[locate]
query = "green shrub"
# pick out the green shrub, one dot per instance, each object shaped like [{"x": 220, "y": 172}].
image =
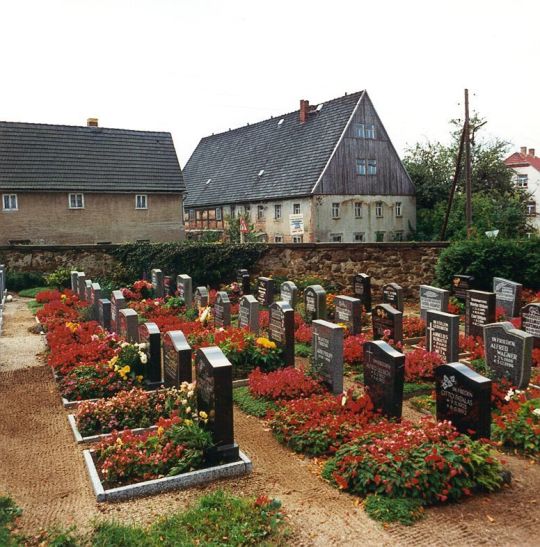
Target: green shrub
[{"x": 518, "y": 260}]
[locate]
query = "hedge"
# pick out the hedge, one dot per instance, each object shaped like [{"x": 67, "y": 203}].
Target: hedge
[
  {"x": 207, "y": 263},
  {"x": 515, "y": 259}
]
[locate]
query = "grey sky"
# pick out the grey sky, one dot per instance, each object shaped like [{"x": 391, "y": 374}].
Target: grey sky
[{"x": 199, "y": 66}]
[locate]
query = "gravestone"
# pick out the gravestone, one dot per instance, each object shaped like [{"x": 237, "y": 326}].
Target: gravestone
[
  {"x": 222, "y": 310},
  {"x": 464, "y": 398},
  {"x": 289, "y": 293},
  {"x": 281, "y": 330},
  {"x": 314, "y": 303},
  {"x": 200, "y": 298},
  {"x": 265, "y": 291},
  {"x": 393, "y": 295},
  {"x": 508, "y": 295},
  {"x": 149, "y": 334},
  {"x": 157, "y": 283},
  {"x": 242, "y": 278},
  {"x": 479, "y": 311},
  {"x": 362, "y": 290},
  {"x": 176, "y": 359},
  {"x": 432, "y": 298},
  {"x": 508, "y": 353},
  {"x": 349, "y": 312},
  {"x": 128, "y": 325},
  {"x": 118, "y": 302},
  {"x": 104, "y": 313},
  {"x": 248, "y": 313},
  {"x": 214, "y": 396},
  {"x": 184, "y": 288},
  {"x": 386, "y": 317},
  {"x": 460, "y": 285},
  {"x": 442, "y": 334},
  {"x": 530, "y": 321},
  {"x": 384, "y": 376},
  {"x": 327, "y": 360}
]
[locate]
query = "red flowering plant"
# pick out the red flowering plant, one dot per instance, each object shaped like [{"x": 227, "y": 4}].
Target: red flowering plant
[
  {"x": 320, "y": 424},
  {"x": 175, "y": 447}
]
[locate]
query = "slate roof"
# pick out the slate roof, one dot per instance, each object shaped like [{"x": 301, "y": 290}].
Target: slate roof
[
  {"x": 38, "y": 157},
  {"x": 292, "y": 154}
]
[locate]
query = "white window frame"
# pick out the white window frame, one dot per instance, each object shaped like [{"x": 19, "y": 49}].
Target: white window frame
[
  {"x": 75, "y": 195},
  {"x": 12, "y": 199},
  {"x": 143, "y": 198}
]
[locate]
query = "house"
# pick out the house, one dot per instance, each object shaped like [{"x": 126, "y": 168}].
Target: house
[
  {"x": 526, "y": 167},
  {"x": 326, "y": 172},
  {"x": 72, "y": 185}
]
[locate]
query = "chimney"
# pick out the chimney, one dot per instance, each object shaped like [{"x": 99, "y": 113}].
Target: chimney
[{"x": 304, "y": 110}]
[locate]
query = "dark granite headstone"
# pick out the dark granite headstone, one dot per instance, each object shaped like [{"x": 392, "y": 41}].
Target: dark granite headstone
[
  {"x": 349, "y": 312},
  {"x": 118, "y": 302},
  {"x": 327, "y": 360},
  {"x": 362, "y": 290},
  {"x": 157, "y": 283},
  {"x": 214, "y": 397},
  {"x": 314, "y": 303},
  {"x": 266, "y": 288},
  {"x": 479, "y": 311},
  {"x": 460, "y": 285},
  {"x": 248, "y": 313},
  {"x": 176, "y": 359},
  {"x": 281, "y": 330},
  {"x": 222, "y": 310},
  {"x": 384, "y": 376},
  {"x": 104, "y": 311},
  {"x": 432, "y": 298},
  {"x": 289, "y": 293},
  {"x": 508, "y": 295},
  {"x": 393, "y": 295},
  {"x": 442, "y": 334},
  {"x": 149, "y": 334},
  {"x": 386, "y": 317},
  {"x": 464, "y": 398},
  {"x": 129, "y": 325},
  {"x": 184, "y": 287},
  {"x": 508, "y": 353},
  {"x": 530, "y": 321}
]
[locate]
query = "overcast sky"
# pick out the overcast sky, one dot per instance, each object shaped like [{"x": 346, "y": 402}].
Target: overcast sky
[{"x": 194, "y": 67}]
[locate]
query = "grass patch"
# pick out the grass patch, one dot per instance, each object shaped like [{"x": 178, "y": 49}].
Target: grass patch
[
  {"x": 251, "y": 405},
  {"x": 403, "y": 510}
]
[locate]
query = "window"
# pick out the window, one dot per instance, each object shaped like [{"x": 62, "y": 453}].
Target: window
[
  {"x": 76, "y": 201},
  {"x": 141, "y": 202},
  {"x": 9, "y": 202}
]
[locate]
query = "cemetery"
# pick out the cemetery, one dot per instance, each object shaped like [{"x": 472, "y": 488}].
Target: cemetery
[{"x": 168, "y": 383}]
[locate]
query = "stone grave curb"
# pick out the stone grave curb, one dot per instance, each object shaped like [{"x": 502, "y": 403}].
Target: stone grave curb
[
  {"x": 165, "y": 484},
  {"x": 95, "y": 438}
]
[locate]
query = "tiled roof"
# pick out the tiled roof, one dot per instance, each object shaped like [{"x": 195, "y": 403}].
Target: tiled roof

_Work to complete_
Except for the pictures, please retype the listing above exactly.

_Answer section_
[locate]
query = "green shrub"
# pick out the green shrub, one dot per instance, each object shaped like [{"x": 220, "y": 172}].
image =
Target: green shrub
[{"x": 518, "y": 260}]
[locate]
query = "hedge"
# pick out the hedge, one dot per instance, each object shaped like [{"x": 67, "y": 203}].
Target: hedge
[
  {"x": 207, "y": 263},
  {"x": 515, "y": 259}
]
[locate]
query = "grey sky"
# pick out the grey sky, one dot per instance, each object shaped like [{"x": 391, "y": 374}].
Target: grey sky
[{"x": 199, "y": 66}]
[locate]
query = "gravestone"
# pick out the gravestone, one dot per instance, each object shaped like [{"x": 237, "y": 326}].
Target: gravestone
[
  {"x": 222, "y": 310},
  {"x": 464, "y": 398},
  {"x": 289, "y": 293},
  {"x": 281, "y": 330},
  {"x": 314, "y": 303},
  {"x": 200, "y": 298},
  {"x": 265, "y": 291},
  {"x": 393, "y": 295},
  {"x": 508, "y": 295},
  {"x": 149, "y": 334},
  {"x": 157, "y": 283},
  {"x": 242, "y": 278},
  {"x": 479, "y": 311},
  {"x": 362, "y": 290},
  {"x": 176, "y": 359},
  {"x": 432, "y": 298},
  {"x": 508, "y": 353},
  {"x": 349, "y": 312},
  {"x": 128, "y": 325},
  {"x": 118, "y": 302},
  {"x": 104, "y": 313},
  {"x": 248, "y": 313},
  {"x": 214, "y": 396},
  {"x": 184, "y": 288},
  {"x": 386, "y": 317},
  {"x": 460, "y": 285},
  {"x": 442, "y": 334},
  {"x": 530, "y": 321},
  {"x": 384, "y": 376},
  {"x": 327, "y": 360}
]
[locate]
query = "red flowering plant"
# pick out the red flowering plant, one dot per instance, each object shaped like [{"x": 227, "y": 4}].
Target: red flowering plant
[
  {"x": 320, "y": 424},
  {"x": 175, "y": 447}
]
[locate]
query = "slate roof"
# pick out the slate roof, one dot per instance, each object shaped like [{"x": 301, "y": 290}].
Target: slate roof
[
  {"x": 38, "y": 157},
  {"x": 292, "y": 154}
]
[locate]
query = "white window frame"
# pick out the white window frame, one dot per instance, each object shaped like [{"x": 19, "y": 49}].
Target: white window frame
[
  {"x": 75, "y": 195},
  {"x": 12, "y": 199},
  {"x": 143, "y": 198}
]
[locate]
query = "house"
# pick out the house, one dot per instance, each object shaped like [{"x": 126, "y": 168}].
Target: house
[
  {"x": 526, "y": 167},
  {"x": 326, "y": 172},
  {"x": 72, "y": 185}
]
[locate]
query = "chimney"
# pick out the chimney, one dot per instance, each object shaped like [{"x": 99, "y": 113}].
Target: chimney
[{"x": 304, "y": 110}]
[locate]
query = "dark granite headstone"
# pick out the dark granite headstone, one dot per instance, each object shaped like [{"x": 392, "y": 41}].
Target: dark granite headstone
[
  {"x": 349, "y": 312},
  {"x": 118, "y": 302},
  {"x": 327, "y": 360},
  {"x": 362, "y": 290},
  {"x": 157, "y": 283},
  {"x": 214, "y": 397},
  {"x": 314, "y": 303},
  {"x": 266, "y": 288},
  {"x": 479, "y": 311},
  {"x": 460, "y": 285},
  {"x": 248, "y": 313},
  {"x": 176, "y": 359},
  {"x": 281, "y": 330},
  {"x": 222, "y": 310},
  {"x": 384, "y": 376},
  {"x": 104, "y": 311},
  {"x": 432, "y": 298},
  {"x": 289, "y": 293},
  {"x": 508, "y": 295},
  {"x": 393, "y": 295},
  {"x": 442, "y": 334},
  {"x": 149, "y": 334},
  {"x": 386, "y": 317},
  {"x": 464, "y": 398},
  {"x": 129, "y": 325},
  {"x": 184, "y": 287},
  {"x": 508, "y": 353},
  {"x": 530, "y": 321}
]
[locate]
query = "overcast sky"
# pick out the overcast sky, one dot per instance, each object shaped like [{"x": 346, "y": 402}].
Target: overcast sky
[{"x": 194, "y": 67}]
[locate]
query = "grass patch"
# pick out the grass patch, one dot per instance, each object shaped like [{"x": 178, "y": 49}].
Target: grass patch
[
  {"x": 251, "y": 405},
  {"x": 403, "y": 510}
]
[locate]
query = "window"
# pick out the window, one dot per instance, each object shaped like [{"x": 62, "y": 453}].
Target: window
[
  {"x": 76, "y": 201},
  {"x": 141, "y": 202},
  {"x": 9, "y": 202}
]
[locate]
query = "cemetery"
# pick out the cemetery, one dot per instance, each object shaped like [{"x": 472, "y": 488}].
Target: cemetery
[{"x": 168, "y": 383}]
[locate]
query = "stone grave curb"
# pick out the stone grave curb, one dot per instance, each object shaped like [{"x": 502, "y": 403}].
Target: stone grave curb
[
  {"x": 165, "y": 484},
  {"x": 95, "y": 438}
]
[locate]
query = "tiled roof"
# pick out the tiled roof, one dot per instance, each object shaped like [{"x": 195, "y": 403}].
Target: tiled roof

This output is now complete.